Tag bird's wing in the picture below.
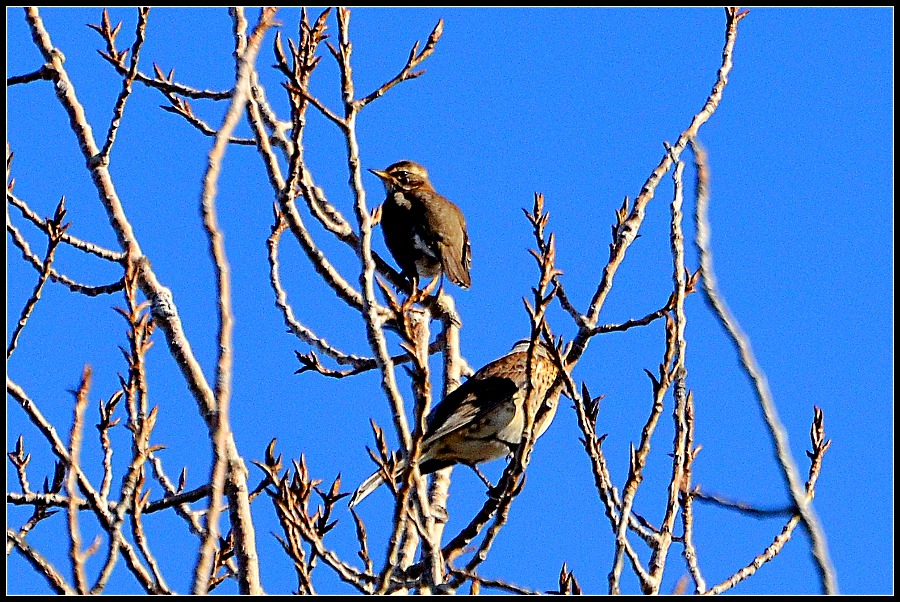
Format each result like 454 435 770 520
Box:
423 375 518 446
425 199 472 288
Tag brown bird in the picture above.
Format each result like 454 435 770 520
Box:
350 340 559 508
369 161 472 288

########################################

- _Your task_
Transcribe all of the lines above word for word, but omit the picture.

- _Answer for the task_
Tag bird's wing in the picture below.
Format each result like 454 435 770 520
Box:
423 375 518 446
425 199 472 288
Tag brown bird in the picture above.
Format each result like 454 435 770 520
Box:
350 340 559 508
369 161 472 288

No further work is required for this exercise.